━━━ Supplied records
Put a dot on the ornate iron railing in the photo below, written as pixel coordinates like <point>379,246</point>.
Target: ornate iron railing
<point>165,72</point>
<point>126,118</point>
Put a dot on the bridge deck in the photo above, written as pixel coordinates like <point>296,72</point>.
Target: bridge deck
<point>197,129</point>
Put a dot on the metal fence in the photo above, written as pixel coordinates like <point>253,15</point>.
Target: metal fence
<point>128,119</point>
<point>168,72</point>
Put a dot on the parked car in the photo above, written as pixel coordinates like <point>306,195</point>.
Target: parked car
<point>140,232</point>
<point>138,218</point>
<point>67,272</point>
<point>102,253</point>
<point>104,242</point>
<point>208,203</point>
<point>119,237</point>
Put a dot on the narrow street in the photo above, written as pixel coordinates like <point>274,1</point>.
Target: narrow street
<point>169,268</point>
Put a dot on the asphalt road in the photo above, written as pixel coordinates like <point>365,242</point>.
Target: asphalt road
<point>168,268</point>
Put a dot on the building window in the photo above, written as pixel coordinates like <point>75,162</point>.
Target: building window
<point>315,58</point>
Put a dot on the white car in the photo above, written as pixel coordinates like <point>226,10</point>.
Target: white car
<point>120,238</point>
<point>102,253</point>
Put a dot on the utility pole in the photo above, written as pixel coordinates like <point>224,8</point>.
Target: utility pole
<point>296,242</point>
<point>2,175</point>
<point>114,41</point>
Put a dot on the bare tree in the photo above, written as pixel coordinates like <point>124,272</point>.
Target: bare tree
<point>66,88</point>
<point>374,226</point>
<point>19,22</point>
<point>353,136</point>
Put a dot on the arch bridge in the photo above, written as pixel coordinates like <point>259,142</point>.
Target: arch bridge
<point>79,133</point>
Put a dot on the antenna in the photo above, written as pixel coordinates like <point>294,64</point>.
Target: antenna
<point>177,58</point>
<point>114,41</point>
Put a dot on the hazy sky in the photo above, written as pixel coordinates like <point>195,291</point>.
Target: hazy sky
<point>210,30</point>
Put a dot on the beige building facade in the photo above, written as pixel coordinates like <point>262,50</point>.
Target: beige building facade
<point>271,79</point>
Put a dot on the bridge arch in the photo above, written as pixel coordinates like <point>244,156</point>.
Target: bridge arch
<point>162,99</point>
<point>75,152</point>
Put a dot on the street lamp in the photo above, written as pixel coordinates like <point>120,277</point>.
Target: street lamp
━━━━━━
● Assigned task
Exactly as they appear, write out the lines from the one containing "Target: antenna" through the final line of the entries above, both included.

● Reply
Target: antenna
<point>177,58</point>
<point>114,41</point>
Put a dot on the hazy sky in the photo above, written as pixel coordinates like <point>195,291</point>.
Target: hazy sky
<point>210,30</point>
Put a dot on the beige building facade in the photo above, written as pixel coordinates like <point>262,50</point>.
Target: beige building facade
<point>271,79</point>
Put a dot on the bridge arch in the photo above, written as pixel coordinates like <point>244,156</point>.
Target: bridge arch
<point>162,99</point>
<point>75,152</point>
Put a dot on the street lamp in the photo above, written as pixel coordinates like <point>120,277</point>.
Target: street lamp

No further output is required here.